** Source text **
..............................
Date of Award

4-30-2016

Document Type

Thesis

Degree Name

Doctor of Nursing Practice (DNP)

Department

Nursing

Advisor

Ruth Chavez, DNP, RN, CNP

First Committee Member

Barbara Shaffner, PhD, CNP

Second Committee Member

Barbara Nash, MS, RNC, CNS

Third Committee Member

Carolyn Campbell, MSN, FNP-BC

Keywords

Entrepreneurship in nursing, Starting a healthcare clinic, Independent practice, Lack of primary care

Subject Categories

Medicine and Health Sciences

Abstract

Theoretical and methodological contributions of nursing entrepreneurship and starting an independent practice within the Nurse Practitioner arena are sparse in American clinical prospectuses. The American health care system is in need of enhancement to better serve the healthcare needs of all people so there has never been a greater opportunity for NP entrepreneurial thinking and implementation of new initiatives (Marshall, 2011). Information regarding NP-led clinics is limited and NPs need to be educated on elements of successful independent healthcare ventures. The purpose of this project was to enhance interest and knowledge of starting a NP-led clinic.
..............................
** Entries provided **
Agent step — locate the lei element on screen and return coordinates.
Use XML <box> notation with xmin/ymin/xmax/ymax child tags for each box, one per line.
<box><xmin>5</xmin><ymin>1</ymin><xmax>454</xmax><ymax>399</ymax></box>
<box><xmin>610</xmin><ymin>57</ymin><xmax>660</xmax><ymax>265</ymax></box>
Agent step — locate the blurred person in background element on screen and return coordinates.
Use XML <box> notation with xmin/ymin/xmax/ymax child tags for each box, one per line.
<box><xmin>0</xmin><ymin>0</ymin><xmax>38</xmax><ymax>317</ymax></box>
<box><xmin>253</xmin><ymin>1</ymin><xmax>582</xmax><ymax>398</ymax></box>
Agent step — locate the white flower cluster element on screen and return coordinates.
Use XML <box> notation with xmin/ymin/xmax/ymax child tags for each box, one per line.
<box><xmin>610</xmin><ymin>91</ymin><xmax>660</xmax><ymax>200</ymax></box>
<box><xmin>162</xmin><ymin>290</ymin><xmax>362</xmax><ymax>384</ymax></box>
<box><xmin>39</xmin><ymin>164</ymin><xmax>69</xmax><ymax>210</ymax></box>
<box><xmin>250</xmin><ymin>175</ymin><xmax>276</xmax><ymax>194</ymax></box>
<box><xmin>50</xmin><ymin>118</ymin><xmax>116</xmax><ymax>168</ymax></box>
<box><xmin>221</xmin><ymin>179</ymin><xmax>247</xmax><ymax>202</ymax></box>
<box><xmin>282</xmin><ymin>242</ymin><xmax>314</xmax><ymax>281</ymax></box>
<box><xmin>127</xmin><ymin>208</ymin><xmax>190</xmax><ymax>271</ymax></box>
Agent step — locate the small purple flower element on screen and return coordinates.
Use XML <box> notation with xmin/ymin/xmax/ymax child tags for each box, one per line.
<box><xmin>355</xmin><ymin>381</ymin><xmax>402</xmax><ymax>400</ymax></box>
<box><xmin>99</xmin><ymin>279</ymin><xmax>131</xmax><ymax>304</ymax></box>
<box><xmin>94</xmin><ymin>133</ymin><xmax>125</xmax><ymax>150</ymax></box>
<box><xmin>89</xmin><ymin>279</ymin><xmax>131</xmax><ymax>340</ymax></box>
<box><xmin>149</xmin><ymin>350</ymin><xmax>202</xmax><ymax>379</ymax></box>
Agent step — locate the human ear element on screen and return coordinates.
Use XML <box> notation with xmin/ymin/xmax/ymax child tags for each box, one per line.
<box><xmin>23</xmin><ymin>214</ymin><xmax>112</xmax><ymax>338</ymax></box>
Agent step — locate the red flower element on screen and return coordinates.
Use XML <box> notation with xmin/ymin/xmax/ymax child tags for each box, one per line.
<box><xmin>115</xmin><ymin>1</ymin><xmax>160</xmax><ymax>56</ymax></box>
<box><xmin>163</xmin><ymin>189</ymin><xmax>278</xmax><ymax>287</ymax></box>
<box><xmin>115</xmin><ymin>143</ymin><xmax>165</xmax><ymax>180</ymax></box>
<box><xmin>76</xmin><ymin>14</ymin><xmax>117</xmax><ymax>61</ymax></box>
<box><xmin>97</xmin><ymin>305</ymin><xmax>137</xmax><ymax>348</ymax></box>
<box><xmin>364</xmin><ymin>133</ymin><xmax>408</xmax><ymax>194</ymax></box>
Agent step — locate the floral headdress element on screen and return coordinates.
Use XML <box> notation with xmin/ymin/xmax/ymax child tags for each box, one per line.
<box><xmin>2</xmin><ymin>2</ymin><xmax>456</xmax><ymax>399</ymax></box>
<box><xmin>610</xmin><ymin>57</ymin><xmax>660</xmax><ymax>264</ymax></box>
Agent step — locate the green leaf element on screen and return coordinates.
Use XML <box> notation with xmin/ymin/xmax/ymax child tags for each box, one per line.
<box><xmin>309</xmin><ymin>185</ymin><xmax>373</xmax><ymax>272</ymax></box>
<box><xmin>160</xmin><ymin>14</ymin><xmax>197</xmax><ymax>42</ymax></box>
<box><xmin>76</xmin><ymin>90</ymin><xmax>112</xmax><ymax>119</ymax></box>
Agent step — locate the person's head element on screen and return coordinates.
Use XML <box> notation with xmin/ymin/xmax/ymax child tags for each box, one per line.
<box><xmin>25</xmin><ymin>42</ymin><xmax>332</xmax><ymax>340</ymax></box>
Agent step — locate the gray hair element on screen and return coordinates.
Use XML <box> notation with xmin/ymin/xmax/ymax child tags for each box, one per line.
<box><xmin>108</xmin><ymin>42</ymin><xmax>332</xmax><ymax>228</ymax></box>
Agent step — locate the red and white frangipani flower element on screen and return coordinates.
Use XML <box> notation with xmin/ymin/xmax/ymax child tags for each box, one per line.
..............................
** Your task **
Proceed with the thesis abstract on starting a nurse practitioner-led clinic, picking up after its final sentence. The entries shown here were taken from a different source than the thesis record.

** Answer area **
A review of the literature demonstrated that entrepreneurial opportunities abound in areas that have not yet been imagined for experts in advanced practice roles. Independent practice opportunities allow NP entrepreneurs to pursue their own personal vision and desire to improve healthcare outcomes using innovative approaches. Knowledgeable NPs are needed to initiate and lead the introduction of change. Education about entrepreneurship and source of NP-led clinics is an important issue for NPs and health care consumers (Boore & Porter, 2012).

A pre and post-test survey instrument to measure the knowledge and interest of how to start a NP-led clinic was developed consisting of eleven components. An educational offering, based on Malcolm Knowles theory of adult education, was created and presented to enhance interest and knowledge of NPs in regards to starting NP-led clinics in a rural Midwestern community. Upon completion of the educational offering, NPs demonstrated enhanced knowledge, but did not express enhanced interest in starting a NP-led clinic.